> [What you are asked to do] How many lines in the data below contain the string "flatbed"? Tally them and reply with the number alone.

> [Recorded information]
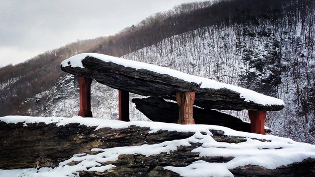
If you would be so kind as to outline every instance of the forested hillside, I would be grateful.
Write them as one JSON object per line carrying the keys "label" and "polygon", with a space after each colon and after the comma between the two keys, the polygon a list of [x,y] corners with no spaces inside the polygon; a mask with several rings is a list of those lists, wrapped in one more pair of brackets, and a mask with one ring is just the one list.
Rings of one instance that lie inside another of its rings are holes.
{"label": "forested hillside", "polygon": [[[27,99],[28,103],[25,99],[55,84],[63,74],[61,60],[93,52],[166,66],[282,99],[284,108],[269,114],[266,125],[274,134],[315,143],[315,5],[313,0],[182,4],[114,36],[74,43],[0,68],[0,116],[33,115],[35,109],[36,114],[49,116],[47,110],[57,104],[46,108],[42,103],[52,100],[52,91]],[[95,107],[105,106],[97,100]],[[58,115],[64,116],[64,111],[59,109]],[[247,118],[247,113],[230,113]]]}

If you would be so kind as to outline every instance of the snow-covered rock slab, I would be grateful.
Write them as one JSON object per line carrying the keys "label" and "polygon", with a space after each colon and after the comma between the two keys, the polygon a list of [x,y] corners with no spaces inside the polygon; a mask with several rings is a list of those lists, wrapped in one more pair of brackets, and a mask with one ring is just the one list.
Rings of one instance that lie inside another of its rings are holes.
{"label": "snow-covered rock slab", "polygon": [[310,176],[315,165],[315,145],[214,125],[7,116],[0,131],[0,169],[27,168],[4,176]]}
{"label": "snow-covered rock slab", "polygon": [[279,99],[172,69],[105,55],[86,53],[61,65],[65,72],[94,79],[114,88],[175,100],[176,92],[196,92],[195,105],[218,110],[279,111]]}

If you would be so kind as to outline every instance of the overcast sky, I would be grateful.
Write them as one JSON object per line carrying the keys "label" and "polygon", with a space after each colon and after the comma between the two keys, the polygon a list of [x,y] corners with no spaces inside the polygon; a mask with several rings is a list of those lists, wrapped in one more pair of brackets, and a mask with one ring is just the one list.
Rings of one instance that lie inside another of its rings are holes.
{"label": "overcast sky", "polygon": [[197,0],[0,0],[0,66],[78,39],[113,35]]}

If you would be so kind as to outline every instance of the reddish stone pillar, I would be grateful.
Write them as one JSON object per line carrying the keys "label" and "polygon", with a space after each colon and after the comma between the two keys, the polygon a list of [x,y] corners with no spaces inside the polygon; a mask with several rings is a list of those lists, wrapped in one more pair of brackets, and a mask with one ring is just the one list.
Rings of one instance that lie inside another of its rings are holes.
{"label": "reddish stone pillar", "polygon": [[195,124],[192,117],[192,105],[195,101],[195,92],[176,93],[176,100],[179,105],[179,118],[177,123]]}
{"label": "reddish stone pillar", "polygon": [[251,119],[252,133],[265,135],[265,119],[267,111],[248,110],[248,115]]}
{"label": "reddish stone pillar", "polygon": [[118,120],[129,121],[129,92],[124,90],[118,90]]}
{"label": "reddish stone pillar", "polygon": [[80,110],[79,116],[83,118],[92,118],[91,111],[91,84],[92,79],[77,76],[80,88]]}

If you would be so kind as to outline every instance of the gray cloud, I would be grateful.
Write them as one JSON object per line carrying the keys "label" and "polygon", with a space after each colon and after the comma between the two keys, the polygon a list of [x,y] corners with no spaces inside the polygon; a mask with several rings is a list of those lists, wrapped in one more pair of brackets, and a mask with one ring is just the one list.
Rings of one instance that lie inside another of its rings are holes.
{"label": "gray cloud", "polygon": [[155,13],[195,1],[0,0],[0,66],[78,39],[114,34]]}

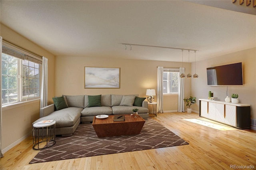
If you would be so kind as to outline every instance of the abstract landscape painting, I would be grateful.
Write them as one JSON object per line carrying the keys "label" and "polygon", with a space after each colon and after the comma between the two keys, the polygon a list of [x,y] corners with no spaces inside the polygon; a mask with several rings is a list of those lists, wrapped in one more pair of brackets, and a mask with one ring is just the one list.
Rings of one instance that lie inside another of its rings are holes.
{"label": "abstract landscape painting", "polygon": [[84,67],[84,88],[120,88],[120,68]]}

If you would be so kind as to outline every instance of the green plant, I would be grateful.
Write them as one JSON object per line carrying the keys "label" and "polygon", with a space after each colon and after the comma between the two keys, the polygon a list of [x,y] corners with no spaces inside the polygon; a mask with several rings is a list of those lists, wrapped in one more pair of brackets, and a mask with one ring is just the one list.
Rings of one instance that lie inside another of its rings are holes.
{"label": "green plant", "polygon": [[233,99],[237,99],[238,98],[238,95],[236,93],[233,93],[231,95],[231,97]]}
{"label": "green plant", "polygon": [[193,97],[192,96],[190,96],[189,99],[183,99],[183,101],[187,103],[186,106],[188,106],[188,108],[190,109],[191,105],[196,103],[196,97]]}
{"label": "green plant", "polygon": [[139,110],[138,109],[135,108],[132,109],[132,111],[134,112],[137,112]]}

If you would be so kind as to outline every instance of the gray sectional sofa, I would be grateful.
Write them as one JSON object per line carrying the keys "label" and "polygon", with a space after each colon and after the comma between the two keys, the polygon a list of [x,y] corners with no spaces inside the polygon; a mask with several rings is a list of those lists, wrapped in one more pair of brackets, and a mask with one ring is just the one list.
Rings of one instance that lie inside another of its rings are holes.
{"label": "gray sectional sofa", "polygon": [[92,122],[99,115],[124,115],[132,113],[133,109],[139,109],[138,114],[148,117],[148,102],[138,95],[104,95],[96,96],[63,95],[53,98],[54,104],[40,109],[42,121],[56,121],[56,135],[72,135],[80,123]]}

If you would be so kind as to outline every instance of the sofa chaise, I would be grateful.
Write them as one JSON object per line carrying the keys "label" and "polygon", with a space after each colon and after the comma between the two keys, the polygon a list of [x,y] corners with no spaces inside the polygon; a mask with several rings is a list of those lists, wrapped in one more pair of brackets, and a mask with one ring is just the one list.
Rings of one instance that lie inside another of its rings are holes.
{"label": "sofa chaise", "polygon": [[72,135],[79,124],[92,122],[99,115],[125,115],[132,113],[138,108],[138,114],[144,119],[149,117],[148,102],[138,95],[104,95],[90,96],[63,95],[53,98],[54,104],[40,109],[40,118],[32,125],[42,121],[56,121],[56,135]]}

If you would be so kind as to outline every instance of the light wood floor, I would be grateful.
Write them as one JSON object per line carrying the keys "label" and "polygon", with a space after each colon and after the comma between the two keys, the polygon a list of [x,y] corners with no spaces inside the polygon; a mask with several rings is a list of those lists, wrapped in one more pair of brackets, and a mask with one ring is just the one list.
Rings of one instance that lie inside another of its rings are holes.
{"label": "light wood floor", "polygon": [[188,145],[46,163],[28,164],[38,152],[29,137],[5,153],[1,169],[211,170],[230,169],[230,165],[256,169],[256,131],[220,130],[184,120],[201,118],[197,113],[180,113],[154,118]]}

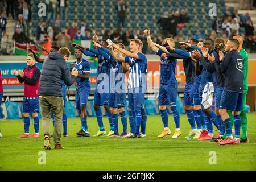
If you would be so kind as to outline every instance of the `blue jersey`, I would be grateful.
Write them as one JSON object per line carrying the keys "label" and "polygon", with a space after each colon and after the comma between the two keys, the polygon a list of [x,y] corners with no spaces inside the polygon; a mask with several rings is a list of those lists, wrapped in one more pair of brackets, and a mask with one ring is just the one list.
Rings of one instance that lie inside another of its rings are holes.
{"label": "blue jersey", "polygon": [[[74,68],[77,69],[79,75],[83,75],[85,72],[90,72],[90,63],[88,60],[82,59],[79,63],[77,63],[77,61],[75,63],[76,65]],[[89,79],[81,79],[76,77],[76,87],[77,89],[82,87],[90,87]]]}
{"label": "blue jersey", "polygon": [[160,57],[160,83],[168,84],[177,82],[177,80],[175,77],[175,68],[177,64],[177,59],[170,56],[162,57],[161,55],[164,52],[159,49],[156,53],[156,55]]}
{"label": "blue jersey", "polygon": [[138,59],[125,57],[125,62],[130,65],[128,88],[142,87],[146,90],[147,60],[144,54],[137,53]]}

---

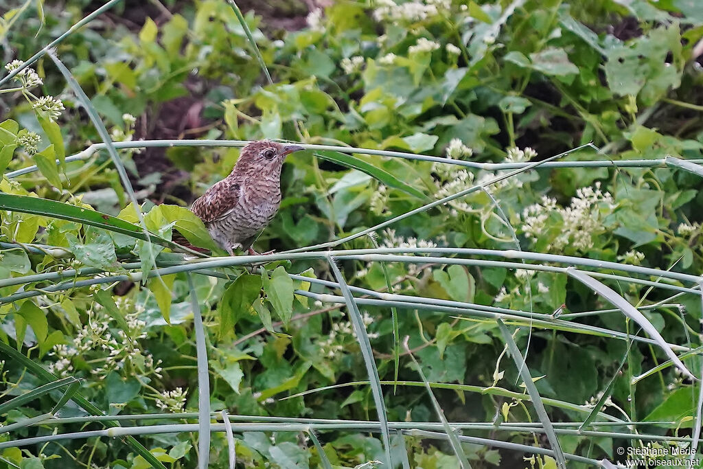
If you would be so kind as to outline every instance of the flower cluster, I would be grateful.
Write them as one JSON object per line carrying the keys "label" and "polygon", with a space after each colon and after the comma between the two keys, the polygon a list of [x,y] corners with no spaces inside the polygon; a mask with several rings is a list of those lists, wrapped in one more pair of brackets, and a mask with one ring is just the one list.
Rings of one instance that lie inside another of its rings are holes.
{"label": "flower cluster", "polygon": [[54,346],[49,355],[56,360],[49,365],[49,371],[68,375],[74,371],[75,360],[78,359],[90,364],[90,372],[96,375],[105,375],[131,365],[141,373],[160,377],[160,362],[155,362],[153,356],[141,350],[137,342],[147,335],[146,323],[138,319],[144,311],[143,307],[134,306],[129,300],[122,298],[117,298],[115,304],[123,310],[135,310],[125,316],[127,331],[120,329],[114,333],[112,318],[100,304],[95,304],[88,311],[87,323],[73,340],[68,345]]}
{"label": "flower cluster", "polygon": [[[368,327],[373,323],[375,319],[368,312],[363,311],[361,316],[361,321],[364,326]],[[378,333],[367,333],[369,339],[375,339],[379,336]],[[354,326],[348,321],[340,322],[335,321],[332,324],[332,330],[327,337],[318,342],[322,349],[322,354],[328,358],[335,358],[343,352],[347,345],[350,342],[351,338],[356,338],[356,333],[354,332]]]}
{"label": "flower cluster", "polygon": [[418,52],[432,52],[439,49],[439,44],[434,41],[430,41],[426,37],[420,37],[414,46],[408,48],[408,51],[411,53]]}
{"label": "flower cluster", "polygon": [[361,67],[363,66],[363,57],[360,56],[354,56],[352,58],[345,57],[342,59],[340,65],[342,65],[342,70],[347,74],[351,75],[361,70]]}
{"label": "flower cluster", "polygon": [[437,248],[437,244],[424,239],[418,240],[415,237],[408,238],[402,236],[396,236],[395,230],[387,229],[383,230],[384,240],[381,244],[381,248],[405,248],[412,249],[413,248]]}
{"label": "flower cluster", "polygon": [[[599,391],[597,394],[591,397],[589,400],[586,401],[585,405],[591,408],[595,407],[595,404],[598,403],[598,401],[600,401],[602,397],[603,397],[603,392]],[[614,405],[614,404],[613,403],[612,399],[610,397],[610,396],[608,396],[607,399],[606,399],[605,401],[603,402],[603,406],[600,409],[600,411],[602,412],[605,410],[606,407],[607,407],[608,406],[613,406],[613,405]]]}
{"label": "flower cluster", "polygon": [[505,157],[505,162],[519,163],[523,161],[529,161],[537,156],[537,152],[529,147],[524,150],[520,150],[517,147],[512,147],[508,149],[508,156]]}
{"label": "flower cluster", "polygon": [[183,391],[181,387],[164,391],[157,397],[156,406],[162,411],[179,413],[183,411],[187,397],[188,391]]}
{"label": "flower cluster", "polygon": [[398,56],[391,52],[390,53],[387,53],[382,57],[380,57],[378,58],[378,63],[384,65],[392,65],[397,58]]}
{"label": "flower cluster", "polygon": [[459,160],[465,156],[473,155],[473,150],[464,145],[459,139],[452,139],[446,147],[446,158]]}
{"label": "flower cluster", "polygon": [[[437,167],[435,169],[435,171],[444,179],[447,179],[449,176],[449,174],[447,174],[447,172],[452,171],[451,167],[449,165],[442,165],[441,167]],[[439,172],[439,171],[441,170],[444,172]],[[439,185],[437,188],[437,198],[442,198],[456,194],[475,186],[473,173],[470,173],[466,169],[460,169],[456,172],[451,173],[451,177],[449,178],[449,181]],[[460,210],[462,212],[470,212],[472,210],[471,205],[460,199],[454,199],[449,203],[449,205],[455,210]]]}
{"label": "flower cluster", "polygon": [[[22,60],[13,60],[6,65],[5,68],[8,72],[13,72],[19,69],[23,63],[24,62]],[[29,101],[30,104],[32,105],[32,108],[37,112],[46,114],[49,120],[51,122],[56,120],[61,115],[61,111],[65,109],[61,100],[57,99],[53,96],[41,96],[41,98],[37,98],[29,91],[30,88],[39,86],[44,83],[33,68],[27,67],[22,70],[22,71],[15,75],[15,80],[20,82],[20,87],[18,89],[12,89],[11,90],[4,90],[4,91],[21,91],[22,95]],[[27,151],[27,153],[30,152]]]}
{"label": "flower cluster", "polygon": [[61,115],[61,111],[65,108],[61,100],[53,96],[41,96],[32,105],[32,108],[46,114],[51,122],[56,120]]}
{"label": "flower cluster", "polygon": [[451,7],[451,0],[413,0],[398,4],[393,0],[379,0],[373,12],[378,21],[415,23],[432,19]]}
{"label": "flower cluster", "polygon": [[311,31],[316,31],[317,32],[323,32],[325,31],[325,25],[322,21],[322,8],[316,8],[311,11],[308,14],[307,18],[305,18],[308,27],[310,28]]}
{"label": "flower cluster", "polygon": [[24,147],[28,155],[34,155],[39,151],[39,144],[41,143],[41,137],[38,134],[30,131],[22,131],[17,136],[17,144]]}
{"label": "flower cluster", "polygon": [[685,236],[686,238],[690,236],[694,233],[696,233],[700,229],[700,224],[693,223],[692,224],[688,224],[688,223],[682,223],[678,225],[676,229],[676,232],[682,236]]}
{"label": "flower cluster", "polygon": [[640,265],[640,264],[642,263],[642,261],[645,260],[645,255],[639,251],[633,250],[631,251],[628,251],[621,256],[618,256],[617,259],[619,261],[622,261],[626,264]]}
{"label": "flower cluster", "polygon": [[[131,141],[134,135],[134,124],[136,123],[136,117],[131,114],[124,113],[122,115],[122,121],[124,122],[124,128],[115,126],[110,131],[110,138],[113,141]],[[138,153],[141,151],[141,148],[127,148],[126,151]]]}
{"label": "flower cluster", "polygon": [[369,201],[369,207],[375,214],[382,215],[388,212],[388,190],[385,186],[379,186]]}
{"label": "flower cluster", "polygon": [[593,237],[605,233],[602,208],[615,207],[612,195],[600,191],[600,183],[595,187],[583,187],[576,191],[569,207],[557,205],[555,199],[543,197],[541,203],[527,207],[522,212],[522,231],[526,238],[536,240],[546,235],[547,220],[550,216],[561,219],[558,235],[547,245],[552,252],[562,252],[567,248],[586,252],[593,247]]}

...

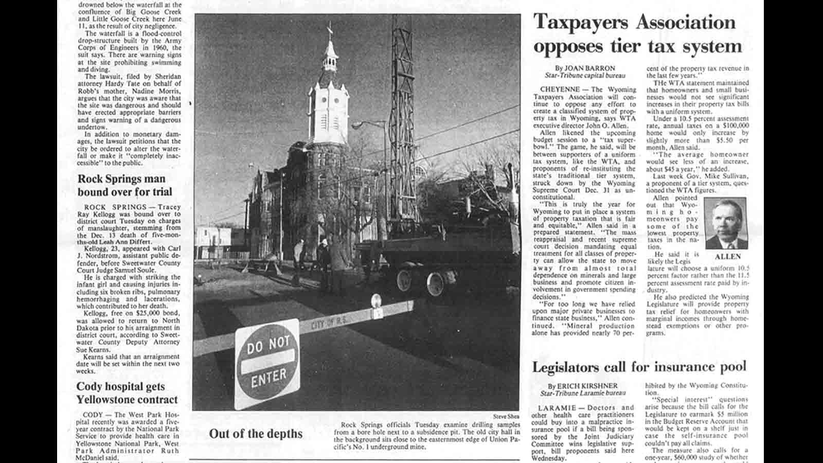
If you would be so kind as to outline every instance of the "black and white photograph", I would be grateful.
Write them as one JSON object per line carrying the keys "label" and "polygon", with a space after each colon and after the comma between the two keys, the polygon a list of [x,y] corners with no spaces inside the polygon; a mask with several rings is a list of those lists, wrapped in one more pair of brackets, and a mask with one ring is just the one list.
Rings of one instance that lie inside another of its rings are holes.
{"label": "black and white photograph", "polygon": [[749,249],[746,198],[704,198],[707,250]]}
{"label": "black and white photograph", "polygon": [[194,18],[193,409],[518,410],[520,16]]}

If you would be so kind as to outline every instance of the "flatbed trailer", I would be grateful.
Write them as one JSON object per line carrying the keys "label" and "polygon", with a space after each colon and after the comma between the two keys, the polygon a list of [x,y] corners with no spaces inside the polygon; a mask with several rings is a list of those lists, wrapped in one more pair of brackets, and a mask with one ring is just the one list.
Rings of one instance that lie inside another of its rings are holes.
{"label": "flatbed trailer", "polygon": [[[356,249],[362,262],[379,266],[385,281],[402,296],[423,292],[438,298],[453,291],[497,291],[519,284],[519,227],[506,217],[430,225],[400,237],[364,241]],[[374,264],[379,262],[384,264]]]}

> [Final result] 2